GOALS -
1. Transcribe the post about five big fears from "I like this" to "would miss out.".
2. According to the post about five big fears, what mantra does the writer try to live by?
3. Continue the post about five big fears from the point where it stops.

TEXT -
[Start]
My 5 big fears

“Live your life by faith, not fear.”

I like this mantra.  I try to live by it.  But I have to be honest, I do have a few things that worry me.

My 5 big fears:

  I will miss out.
I won’t be the mother I hope to be.
I will be in debt for the rest of my life.
I won’t live authentically.
I will let down people who love me.

♥♥

1.  I will miss out.
I remember as a kid never wanting to go to sleep because I was afraid my older brothers & sisters (I come from a big, loud family) would make cookies & play games & I would miss out.

This fear still remains.  Although instead of cookies & games, I fear that I will miss out on life.  That there are books that I’m not reading that I should be.  That there are people I’m not meeting that I should be.  That there are talents I’m supposed to be developing that I’m not.

2.  I won’t be the mother I hope to be.
[End]
DATA SHOWN -
[Start]
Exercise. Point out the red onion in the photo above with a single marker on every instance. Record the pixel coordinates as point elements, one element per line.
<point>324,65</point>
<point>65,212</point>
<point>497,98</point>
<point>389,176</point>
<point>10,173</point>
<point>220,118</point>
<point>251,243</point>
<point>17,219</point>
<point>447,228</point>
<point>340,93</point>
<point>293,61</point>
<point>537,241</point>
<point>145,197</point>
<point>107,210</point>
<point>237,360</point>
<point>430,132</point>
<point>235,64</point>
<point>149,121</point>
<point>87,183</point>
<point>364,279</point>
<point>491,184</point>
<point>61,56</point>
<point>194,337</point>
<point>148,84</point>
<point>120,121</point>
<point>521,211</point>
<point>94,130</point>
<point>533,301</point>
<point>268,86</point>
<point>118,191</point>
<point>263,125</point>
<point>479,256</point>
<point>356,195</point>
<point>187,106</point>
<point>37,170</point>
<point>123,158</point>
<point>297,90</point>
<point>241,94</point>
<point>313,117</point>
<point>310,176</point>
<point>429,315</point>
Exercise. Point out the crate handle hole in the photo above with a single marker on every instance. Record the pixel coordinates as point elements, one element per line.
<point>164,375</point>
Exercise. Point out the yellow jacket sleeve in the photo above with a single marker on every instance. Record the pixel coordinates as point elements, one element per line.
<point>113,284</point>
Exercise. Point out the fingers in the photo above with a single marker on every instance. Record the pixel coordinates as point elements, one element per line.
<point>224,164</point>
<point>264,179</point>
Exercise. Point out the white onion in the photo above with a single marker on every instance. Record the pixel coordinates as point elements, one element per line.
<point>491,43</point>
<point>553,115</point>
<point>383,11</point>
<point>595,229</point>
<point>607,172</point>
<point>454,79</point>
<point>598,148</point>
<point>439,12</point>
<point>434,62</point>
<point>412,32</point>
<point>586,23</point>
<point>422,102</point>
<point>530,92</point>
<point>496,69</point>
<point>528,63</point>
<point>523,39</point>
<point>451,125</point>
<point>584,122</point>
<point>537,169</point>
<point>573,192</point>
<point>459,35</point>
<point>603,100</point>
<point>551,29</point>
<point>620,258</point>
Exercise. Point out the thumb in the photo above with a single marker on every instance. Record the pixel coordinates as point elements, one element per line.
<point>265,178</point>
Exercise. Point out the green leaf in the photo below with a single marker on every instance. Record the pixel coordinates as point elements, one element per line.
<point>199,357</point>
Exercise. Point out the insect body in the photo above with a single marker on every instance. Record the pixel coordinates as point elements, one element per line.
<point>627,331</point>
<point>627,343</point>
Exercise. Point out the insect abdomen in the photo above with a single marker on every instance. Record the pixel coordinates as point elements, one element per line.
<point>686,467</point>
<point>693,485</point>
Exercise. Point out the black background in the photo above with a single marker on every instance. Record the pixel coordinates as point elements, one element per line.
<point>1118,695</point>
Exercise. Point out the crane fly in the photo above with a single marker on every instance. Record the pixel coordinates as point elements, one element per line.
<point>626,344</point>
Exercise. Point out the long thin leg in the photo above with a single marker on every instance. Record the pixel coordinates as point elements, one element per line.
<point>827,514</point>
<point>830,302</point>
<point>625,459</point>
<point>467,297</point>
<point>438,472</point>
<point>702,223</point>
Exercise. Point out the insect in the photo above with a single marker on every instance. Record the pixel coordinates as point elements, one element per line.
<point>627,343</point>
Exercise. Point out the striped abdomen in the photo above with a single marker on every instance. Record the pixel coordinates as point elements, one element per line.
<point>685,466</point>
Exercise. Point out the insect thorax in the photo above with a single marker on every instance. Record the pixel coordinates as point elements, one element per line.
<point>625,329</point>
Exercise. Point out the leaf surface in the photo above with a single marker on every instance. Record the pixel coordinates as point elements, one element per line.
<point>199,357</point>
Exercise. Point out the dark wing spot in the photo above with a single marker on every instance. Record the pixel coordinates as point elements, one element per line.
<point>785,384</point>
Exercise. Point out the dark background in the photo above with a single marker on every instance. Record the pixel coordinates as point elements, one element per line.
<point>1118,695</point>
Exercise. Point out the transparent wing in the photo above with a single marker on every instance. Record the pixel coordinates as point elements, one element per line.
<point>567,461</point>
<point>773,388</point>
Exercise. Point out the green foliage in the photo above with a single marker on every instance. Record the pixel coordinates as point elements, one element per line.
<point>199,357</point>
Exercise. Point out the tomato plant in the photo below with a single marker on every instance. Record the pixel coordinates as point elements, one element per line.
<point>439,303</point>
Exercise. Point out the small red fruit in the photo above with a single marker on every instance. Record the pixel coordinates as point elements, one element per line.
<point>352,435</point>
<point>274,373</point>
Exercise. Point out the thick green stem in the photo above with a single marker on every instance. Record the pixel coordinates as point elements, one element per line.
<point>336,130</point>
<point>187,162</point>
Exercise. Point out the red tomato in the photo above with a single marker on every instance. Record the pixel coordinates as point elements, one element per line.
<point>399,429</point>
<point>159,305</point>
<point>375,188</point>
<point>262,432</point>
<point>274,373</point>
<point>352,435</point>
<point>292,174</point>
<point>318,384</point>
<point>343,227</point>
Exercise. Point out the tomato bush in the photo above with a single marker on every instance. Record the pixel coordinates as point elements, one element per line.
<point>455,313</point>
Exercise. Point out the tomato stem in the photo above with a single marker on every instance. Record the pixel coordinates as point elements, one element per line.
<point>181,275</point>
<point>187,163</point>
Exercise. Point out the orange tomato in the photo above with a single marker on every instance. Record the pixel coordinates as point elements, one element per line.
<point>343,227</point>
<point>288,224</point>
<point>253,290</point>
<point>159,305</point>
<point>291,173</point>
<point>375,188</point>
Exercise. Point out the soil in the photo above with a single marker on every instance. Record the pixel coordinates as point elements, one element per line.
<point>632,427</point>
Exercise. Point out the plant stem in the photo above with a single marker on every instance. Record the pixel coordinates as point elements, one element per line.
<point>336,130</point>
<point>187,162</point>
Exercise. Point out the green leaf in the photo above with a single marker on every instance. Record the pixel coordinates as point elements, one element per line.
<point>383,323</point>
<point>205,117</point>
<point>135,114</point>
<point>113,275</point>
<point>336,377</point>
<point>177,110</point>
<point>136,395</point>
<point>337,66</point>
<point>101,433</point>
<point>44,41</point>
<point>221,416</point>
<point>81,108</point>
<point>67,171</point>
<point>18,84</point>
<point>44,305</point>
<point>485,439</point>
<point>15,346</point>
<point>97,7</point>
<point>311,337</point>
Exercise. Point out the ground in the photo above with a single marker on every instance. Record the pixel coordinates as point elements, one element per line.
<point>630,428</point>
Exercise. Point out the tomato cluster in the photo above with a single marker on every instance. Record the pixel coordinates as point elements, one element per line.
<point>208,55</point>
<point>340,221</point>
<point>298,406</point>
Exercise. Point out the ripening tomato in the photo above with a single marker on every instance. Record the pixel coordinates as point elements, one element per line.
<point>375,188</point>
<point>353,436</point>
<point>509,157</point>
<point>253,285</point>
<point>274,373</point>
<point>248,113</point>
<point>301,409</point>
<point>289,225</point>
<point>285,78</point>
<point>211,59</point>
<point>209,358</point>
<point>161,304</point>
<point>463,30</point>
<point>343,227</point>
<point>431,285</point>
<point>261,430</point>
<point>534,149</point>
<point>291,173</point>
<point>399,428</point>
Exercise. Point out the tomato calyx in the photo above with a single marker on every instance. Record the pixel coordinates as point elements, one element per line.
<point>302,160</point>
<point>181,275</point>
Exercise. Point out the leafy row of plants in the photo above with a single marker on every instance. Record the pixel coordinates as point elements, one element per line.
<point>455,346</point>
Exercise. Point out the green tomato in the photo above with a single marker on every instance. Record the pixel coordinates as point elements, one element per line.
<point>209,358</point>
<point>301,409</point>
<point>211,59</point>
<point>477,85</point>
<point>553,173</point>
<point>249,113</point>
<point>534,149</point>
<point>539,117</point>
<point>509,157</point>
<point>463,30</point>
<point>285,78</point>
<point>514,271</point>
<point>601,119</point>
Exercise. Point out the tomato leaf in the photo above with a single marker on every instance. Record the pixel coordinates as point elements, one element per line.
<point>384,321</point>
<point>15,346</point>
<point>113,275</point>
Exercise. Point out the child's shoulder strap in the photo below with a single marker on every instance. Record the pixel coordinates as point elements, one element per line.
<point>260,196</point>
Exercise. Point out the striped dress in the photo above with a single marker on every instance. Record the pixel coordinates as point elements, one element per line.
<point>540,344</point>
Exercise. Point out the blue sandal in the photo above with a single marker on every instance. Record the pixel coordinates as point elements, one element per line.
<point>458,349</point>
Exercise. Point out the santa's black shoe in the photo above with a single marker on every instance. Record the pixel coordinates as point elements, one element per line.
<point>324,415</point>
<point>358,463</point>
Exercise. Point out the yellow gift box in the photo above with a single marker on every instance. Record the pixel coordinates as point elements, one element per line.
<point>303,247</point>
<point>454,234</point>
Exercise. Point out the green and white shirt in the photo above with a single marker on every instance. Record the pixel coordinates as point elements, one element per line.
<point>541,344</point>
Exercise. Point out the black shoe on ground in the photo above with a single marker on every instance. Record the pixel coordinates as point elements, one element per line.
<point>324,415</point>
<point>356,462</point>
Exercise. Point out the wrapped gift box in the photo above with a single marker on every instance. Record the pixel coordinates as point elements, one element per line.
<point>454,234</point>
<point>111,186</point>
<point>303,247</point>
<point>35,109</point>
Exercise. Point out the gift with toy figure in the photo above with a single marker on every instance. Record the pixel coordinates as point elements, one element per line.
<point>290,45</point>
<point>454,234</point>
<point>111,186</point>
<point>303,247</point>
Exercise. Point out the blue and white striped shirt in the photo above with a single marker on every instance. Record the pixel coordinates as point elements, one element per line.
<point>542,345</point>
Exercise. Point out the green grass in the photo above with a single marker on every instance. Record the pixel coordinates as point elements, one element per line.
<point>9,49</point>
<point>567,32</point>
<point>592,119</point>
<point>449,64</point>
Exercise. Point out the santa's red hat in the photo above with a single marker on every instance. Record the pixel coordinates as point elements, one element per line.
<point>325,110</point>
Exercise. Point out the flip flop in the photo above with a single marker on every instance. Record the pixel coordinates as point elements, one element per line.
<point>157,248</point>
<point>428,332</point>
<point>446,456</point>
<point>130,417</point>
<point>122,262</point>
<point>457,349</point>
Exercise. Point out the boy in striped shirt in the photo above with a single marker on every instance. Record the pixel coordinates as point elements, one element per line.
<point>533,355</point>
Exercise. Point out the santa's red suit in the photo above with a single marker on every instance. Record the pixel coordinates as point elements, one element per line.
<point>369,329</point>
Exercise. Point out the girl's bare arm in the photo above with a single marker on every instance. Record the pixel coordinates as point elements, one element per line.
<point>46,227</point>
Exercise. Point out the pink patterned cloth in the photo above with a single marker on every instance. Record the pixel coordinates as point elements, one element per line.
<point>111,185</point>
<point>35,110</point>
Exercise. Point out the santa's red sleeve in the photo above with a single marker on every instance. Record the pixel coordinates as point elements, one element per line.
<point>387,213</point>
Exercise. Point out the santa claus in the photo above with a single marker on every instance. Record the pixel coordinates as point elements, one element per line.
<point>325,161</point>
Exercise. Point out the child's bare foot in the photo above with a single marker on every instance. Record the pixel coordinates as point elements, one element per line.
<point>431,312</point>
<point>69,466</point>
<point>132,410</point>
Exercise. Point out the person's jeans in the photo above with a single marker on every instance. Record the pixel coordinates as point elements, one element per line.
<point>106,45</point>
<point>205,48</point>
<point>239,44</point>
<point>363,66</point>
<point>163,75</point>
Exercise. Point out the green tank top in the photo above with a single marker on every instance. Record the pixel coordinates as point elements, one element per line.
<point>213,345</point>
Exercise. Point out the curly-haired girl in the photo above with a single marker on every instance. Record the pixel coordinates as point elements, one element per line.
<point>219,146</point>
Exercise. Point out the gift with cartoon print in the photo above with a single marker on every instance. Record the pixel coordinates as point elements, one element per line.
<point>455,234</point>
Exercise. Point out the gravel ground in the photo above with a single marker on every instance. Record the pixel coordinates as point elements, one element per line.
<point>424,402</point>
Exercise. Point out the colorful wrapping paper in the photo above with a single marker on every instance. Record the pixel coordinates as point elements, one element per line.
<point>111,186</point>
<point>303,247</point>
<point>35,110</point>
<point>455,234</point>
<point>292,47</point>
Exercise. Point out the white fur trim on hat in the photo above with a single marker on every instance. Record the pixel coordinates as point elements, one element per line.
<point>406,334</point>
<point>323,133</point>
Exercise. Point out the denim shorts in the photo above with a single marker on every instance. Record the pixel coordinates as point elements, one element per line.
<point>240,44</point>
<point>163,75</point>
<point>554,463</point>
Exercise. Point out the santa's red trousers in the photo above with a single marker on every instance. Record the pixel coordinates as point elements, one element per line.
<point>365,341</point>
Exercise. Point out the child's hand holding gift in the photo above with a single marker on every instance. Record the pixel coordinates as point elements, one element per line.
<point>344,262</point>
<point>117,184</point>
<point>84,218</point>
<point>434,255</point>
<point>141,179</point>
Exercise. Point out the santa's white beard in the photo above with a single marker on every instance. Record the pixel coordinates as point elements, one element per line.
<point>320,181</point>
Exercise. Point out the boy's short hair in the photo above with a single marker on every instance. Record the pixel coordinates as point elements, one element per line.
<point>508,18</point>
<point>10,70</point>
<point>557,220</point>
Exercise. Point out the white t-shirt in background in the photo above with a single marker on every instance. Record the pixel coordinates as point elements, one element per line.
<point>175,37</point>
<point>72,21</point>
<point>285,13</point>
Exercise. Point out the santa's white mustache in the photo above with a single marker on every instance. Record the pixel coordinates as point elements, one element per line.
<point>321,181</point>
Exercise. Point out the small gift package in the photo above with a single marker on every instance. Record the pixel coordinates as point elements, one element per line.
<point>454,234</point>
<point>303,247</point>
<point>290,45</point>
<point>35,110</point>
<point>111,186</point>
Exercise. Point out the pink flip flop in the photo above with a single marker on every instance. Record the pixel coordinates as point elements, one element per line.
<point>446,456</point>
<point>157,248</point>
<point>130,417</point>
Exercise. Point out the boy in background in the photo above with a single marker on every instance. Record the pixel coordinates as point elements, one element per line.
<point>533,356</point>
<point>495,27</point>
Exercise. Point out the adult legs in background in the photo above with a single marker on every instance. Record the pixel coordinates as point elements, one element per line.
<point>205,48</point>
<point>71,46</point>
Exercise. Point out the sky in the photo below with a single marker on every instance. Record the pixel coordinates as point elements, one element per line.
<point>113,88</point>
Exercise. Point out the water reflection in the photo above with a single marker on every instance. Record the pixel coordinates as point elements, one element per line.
[End]
EXPECTED RESPONSES -
1.
I like this mantra.  I try to live by it.  But I have to be honest, I do have a few things that worry me.

My 5 big fears:

  I will miss out.
I won’t be the mother I hope to be.
I will be in debt for the rest of my life.
I won’t live authentically.
I will let down people who love me.

♥♥

1.  I will miss out.
I remember as a kid never wanting to go to sleep because I was afraid my older brothers & sisters (I come from a big, loud family) would make cookies & play games & I would miss out.

2. "Live your life by faith, not fear."

3.
There comes a point in the life of every mother where she is confronted with these hard truths:  1)  She loves her children more than life, & 2)  She is limited by time & space in executing that love.

I told Joseph once, that I’m glad we have several children.  For a variety of reasons, but primarily because I have so much love in me, if I only had one child I fear I would have no other choice but to smother that child.   I’m grateful I can spread out the love amongst four children.

Some days I wish I had a few nannies & a housekeeper.  There are always more things to do in a day that can get done, & a few extra pair of hands & hearts would be helpful.  One of the greatest challenges as mothers, is not in wanting to love our children, but in knowing how to best spend & allocate our time so that we have the energy required to give our children the love & attention they need.

3.  I will be in debt for the rest of my life.
For the past 4 years, we have voluntarily gone into debt because of education.  Student loans & credit cards have been our way of life, & I am tired of living this way.  I’m thankful Joseph finally has a good career & steady income.  But it is going to take us several years of intense, steady dedication for us to repay all our loans & get in a good place financially.

I don’t care what I have to do to get out from under the weight of debt.  I loathe it, I hate it.  As long as there is debt over our heads, we cannot live fully.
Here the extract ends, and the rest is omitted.